| Texte |
◆ ◆ ◆ ◆ ◆ ◆ ◆
424    L’article 5, paragraphe 3, deuxième alinéa, du règlement délégué 2015/63 énonce que, toutefois, la valeur attribuée aux passifs découlant de contrats sur instruments dérivés ne peut pas être inférieure à 75 % de la valeur des mêmes passifs résultant de l’application des dispositions comptables applicables à l’établissement concerné aux fins de l’élaboration des états financiers (ci-après la « valeur comptable »).

425    Enfin, l’article 5, paragraphe 4, premier alinéa, du règlement délégué 2015/63 prévoit que, aux fins de la section 2 de ce règlement délégué, le total du passif visé à l’article 5, paragraphe 1, dudit règlement délégué exclut la valeur comptable des passifs découlant de contrats sur instruments dérivés et inclut la valeur correspondante calculée conformément à l’article 5, paragraphe 3, de ce même règlement délégué.

426    La requérante soutient que la décision attaquée a violé l’article 5, paragraphes 3 et 4, du règlement délégué 2015/63, lu conjointement avec l’article 70, paragraphe 6, du règlement no 806/2014, puisque le CRU a calculé sa contribution ex ante sur la base d’une valeur de ses contrats dérivés qu’elle appelle « valeur brute » au lieu d’une valeur de ces contrats qu’elle appelle « valeur nette ».

427    Il découle de ses écritures que la requérante entend par cette notion de « valeur nette » une valeur de ses passifs qui exclut des passifs qui ne présentent pas de risque, alors que la « valeur brute » inclurait de tels passifs. Selon la requérante, les passifs dépourvus de risque sont, notamment, ceux liés au portefeuille d’instruments dérivés EAA-OTC, étant donné qu’elle jouit d’une protection intégrale et effective contre les risques émanant de ces passifs.

428    Cette protection découlerait d’un accord de compensation conclu entre la requérante et l’EAA, par lequel cette dernière prendrait en charge les risques liés au portefeuille d’instruments dérivés EAA-OTC.

429    Dans ce contexte, il importerait peu de savoir comment les dispositions du règlement no 575/2013 traitent divers passifs liés au portefeuille d’instruments dérivés EAA-OTC. Ce règlement poursuivrait une autre finalité que celle de la directive 2014/59 et du règlement no 806/2014. Certes, l’article 5, paragraphe 3, du règlement délégué 2015/63 disposerait que, s’agissant des types de passif à exclure des engagements d’un établissement en application de l’article 5, paragraphe 1, de ce règlement délégué, le montant des engagements découlant de contrats dérivés doit être valorisé conformément aux articles 429, 429 bis et 429 ter du règlement no 575/2013. Or, ces dernières dispositions régiraient le calcul de ce qu’il est convenu d’appeler le ratio de levier, qui, comme il découlerait des considérants 91 à 94 du règlement no 575/2013, est un paramètre étranger au risque provenant du droit prudentiel.
◆ ◆ ◆ ◆ ◆ ◆ ◆
| Lignes de données |

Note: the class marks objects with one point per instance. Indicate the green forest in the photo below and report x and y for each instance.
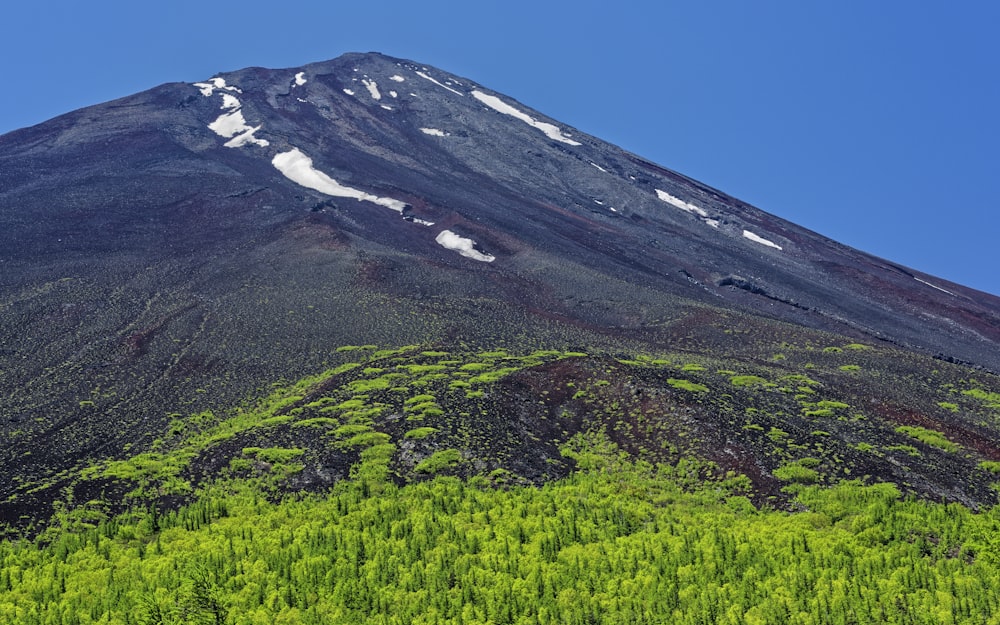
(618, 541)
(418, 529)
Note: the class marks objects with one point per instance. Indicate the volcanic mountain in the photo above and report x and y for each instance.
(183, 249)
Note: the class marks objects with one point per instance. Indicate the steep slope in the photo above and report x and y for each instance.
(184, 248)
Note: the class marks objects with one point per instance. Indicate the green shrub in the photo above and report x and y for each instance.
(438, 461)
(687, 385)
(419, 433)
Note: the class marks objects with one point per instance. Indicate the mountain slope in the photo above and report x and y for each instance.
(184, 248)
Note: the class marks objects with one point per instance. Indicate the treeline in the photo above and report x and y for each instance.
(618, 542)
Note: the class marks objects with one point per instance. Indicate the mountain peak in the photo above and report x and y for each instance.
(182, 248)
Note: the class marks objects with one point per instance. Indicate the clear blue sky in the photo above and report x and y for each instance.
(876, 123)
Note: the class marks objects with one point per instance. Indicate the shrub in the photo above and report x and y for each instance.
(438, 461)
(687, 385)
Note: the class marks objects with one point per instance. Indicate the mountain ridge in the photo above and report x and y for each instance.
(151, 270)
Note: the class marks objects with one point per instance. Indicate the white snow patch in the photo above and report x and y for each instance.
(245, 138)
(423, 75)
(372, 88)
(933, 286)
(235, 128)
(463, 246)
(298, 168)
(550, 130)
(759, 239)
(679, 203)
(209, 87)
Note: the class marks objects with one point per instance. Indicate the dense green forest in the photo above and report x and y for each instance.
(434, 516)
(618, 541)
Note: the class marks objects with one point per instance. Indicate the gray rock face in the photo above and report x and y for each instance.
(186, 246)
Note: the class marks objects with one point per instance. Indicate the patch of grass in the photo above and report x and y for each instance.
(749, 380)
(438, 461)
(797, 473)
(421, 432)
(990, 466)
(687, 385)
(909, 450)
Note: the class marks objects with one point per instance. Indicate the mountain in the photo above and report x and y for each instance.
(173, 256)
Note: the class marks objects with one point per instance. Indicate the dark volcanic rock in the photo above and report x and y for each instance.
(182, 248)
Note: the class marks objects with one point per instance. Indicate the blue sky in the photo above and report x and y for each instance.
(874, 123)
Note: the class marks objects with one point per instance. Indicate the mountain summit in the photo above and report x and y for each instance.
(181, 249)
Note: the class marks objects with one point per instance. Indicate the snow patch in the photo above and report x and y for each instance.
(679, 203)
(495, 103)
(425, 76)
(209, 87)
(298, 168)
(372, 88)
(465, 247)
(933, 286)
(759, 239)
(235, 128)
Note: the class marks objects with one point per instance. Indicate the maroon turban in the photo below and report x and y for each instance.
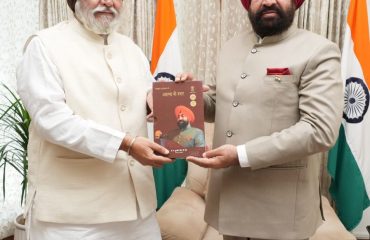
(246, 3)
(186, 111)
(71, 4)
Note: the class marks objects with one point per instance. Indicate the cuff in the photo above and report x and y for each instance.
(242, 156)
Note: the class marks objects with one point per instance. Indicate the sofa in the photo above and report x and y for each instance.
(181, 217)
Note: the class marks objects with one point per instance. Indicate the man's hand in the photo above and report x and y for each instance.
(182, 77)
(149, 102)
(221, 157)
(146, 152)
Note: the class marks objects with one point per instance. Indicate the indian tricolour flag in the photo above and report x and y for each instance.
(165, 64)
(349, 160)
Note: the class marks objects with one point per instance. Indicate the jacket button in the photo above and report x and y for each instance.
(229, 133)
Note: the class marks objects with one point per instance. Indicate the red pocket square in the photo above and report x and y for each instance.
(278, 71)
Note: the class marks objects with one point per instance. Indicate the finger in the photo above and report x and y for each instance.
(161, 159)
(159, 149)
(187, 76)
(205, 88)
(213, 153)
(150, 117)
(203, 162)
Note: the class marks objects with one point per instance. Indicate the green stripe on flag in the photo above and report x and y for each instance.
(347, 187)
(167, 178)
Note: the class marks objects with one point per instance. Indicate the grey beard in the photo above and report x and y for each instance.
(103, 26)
◆ ◆ ◆ ◆ ◆ ◆ ◆
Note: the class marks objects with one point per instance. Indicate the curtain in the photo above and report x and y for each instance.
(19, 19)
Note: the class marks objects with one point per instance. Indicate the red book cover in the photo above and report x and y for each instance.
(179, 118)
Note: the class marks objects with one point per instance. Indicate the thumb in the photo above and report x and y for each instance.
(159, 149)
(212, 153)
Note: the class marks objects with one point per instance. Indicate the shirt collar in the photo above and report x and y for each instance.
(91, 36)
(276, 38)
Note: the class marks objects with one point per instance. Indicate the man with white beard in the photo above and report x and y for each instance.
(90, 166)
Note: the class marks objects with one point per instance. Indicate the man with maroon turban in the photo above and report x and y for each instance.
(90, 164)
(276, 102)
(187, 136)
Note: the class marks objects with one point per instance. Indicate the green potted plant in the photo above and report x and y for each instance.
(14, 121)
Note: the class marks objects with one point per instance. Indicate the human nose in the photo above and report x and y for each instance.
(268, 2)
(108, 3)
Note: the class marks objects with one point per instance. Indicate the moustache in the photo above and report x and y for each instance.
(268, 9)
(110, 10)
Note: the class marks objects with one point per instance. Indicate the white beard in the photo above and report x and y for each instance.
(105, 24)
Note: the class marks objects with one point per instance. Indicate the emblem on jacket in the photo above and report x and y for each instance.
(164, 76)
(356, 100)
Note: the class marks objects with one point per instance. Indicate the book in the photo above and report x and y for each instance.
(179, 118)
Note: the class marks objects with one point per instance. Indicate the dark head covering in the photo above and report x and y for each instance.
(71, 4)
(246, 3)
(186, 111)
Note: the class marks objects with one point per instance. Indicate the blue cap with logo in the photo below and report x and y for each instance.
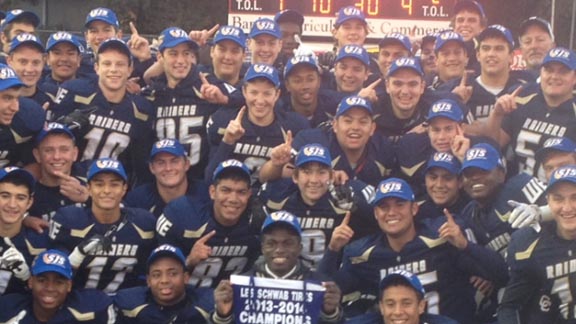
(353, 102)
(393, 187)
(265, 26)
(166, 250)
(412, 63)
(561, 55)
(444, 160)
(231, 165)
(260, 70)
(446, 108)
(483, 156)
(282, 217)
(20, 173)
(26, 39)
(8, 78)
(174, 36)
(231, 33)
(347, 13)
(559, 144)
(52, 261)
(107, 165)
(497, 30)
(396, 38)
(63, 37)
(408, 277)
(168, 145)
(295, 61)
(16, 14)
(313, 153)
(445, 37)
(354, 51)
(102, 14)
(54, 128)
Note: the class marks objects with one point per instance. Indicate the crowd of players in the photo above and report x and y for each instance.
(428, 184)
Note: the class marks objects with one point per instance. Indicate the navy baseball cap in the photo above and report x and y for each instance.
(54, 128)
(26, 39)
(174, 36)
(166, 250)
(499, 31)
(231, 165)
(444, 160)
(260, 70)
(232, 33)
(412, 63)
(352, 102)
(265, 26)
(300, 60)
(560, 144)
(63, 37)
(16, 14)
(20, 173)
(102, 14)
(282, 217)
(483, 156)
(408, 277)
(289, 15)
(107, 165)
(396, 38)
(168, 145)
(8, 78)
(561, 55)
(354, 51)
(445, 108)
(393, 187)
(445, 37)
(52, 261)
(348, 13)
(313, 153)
◆ ◆ ◆ ◆ ◆ ◆ ◆
| Consigne |
Recopiez, s'il vous plaît, le passage du texte sur la contribution ex ante qui va de « 425    Enfin, l’article 5, paragraphe 4, premier » à « même règlement délégué. ».

| Résultat attendu |
425    Enfin, l’article 5, paragraphe 4, premier alinéa, du règlement délégué 2015/63 prévoit que, aux fins de la section 2 de ce règlement délégué, le total du passif visé à l’article 5, paragraphe 1, dudit règlement délégué exclut la valeur comptable des passifs découlant de contrats sur instruments dérivés et inclut la valeur correspondante calculée conformément à l’article 5, paragraphe 3, de ce même règlement délégué.